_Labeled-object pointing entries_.
— start —

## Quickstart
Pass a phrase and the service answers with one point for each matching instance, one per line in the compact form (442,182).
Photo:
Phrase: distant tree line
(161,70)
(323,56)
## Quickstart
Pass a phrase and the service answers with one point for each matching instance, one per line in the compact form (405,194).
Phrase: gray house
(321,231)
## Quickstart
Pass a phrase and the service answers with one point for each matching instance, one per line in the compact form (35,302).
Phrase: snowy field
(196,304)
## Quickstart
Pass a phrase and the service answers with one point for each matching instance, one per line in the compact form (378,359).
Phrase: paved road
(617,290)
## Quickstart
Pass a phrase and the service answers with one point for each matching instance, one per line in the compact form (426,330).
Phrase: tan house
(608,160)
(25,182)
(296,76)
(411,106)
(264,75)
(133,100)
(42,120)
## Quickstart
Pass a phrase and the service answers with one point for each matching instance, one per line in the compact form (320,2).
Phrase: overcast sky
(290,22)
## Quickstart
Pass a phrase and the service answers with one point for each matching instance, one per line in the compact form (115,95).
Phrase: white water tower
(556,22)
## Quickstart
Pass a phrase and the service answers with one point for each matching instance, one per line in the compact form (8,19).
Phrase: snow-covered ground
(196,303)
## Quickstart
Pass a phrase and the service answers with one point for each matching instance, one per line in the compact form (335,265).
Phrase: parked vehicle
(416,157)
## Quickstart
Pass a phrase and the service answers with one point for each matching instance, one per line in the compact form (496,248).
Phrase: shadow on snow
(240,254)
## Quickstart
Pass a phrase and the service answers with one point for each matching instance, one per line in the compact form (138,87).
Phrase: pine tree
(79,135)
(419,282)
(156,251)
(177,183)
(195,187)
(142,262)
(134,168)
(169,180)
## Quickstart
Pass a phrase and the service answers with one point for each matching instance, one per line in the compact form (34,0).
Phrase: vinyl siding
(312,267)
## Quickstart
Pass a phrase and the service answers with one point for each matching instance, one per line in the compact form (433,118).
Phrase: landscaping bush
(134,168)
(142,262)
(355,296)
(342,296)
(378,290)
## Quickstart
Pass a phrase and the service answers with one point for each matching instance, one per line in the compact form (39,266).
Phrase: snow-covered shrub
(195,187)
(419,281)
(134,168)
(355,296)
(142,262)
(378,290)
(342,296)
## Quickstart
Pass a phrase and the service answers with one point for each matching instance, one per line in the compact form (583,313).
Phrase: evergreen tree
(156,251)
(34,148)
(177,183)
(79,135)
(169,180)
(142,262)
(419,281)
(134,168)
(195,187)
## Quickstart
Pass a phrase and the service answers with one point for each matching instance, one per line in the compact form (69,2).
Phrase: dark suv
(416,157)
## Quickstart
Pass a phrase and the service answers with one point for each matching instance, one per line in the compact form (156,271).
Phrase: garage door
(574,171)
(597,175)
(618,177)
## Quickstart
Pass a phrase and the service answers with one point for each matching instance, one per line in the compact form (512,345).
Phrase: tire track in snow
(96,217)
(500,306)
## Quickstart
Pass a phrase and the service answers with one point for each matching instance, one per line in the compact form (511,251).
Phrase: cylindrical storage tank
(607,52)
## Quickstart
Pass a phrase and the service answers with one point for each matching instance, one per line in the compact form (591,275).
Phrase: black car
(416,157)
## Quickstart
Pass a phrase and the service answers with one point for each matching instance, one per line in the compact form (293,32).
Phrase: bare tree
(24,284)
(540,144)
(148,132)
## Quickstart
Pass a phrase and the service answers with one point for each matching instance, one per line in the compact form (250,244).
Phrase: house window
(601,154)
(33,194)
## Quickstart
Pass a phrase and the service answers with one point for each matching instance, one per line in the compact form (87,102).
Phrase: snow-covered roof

— end —

_Stated exercise_. Set out the complete listing exactly as shown.

_Finished task_.
## Quickstart
Pass a phrase and the service answers with one point for each matching instance, one per line in the compact form (442,182).
Photo:
Phrase: distant tree line
(161,70)
(323,56)
## Quickstart
Pass a phrase and the service answers with one point for each matching instance, one per line in the compact form (405,194).
Phrase: gray house
(321,231)
## Quickstart
Pass a phrase and the service answers with one point for each matching instance, one per line in the compact form (35,302).
Phrase: snowy field
(196,304)
## Quickstart
Pass a phrase and the service answers with one point for each matching instance, one per line in the compact form (378,359).
Phrase: paved road
(617,290)
## Quickstart
Pass a phrase and the service answers with one point for each matching instance, one per line in the compact form (426,330).
Phrase: tan house
(608,160)
(25,182)
(296,76)
(411,106)
(264,75)
(133,100)
(42,120)
## Quickstart
Pass a phrase and the service answers with one point for each matching instance, one per line in the compact form (320,2).
Phrase: overcast sky
(290,22)
## Quickstart
Pass a phrase and the service answers with one point for each matching instance, one per line in the compact form (115,95).
Phrase: white water tower
(556,22)
## Quickstart
Pass a phrase and the service answers with one point for each matching instance, one per line in the compact form (8,19).
Phrase: snow-covered ground
(196,303)
## Quickstart
Pass a phrase and the service answers with one point for each matching instance, one per line in the compact form (335,265).
Phrase: parked vehicle
(416,157)
## Quickstart
Pass a phrase and the service answers with one point for each matching instance, one per line in the compact form (496,248).
Phrase: shadow on snow
(240,254)
## Quickstart
Pass a phrase and the service answers with one point for each matching instance, one per line in the compact form (138,87).
Phrase: pine tree
(79,135)
(419,282)
(156,251)
(177,183)
(195,187)
(142,262)
(134,168)
(169,180)
## Quickstart
Pass a phrase and the service answers with one point for each matching instance, one per line in the compact form (34,0).
Phrase: vinyl siding
(312,267)
## Quickstart
Pass a phrase and the service answers with one point for each matching instance, one per line in the compact form (433,118).
Phrase: landscaping bush
(134,168)
(142,262)
(355,296)
(342,296)
(378,290)
## Quickstart
Pass a phrase and the service answers with one point for each matching instance, one per line in the compact form (39,266).
Phrase: snow-covered shrub
(195,187)
(419,281)
(134,168)
(355,296)
(142,262)
(378,290)
(342,296)
## Quickstart
Pass a phrase and the service answers with one point for each matching instance, one per line in the compact form (583,313).
Phrase: evergreen tree
(156,251)
(34,148)
(177,183)
(79,135)
(169,180)
(142,262)
(419,281)
(134,168)
(195,187)
## Quickstart
Pass a phrase and the service answers with one point for each matching instance, one per line in the compact form (69,2).
Phrase: dark suv
(416,157)
## Quickstart
Pass a phrase and the service answers with one point for each matching instance, one per line in the compact form (156,271).
Phrase: garage door
(574,171)
(597,175)
(618,177)
## Quickstart
Pass a phrase and the service answers with one point for each matching instance, one per line in the compact form (512,345).
Phrase: tire track in snow
(96,217)
(500,306)
## Quickstart
Pass a phrase and the service answers with one point for each matching instance, one per line in the compact form (511,251).
Phrase: cylindrical storage tank
(607,52)
## Quickstart
Pass a phrase and the service answers with one point for each matching instance, one per line in the compact form (591,275).
Phrase: black car
(416,157)
## Quickstart
Pass a phrase and the service answers with one point for each matching instance, one per line in the compact form (293,32).
Phrase: bare tree
(24,284)
(540,144)
(148,132)
## Quickstart
Pass a phrase and the service answers with one point for each matching instance, one per line in the compact form (250,244).
Phrase: house window
(601,154)
(33,194)
## Quickstart
Pass a phrase and the service answers with one point for each matching instance, one per line in the compact form (87,102).
Phrase: snow-covered roof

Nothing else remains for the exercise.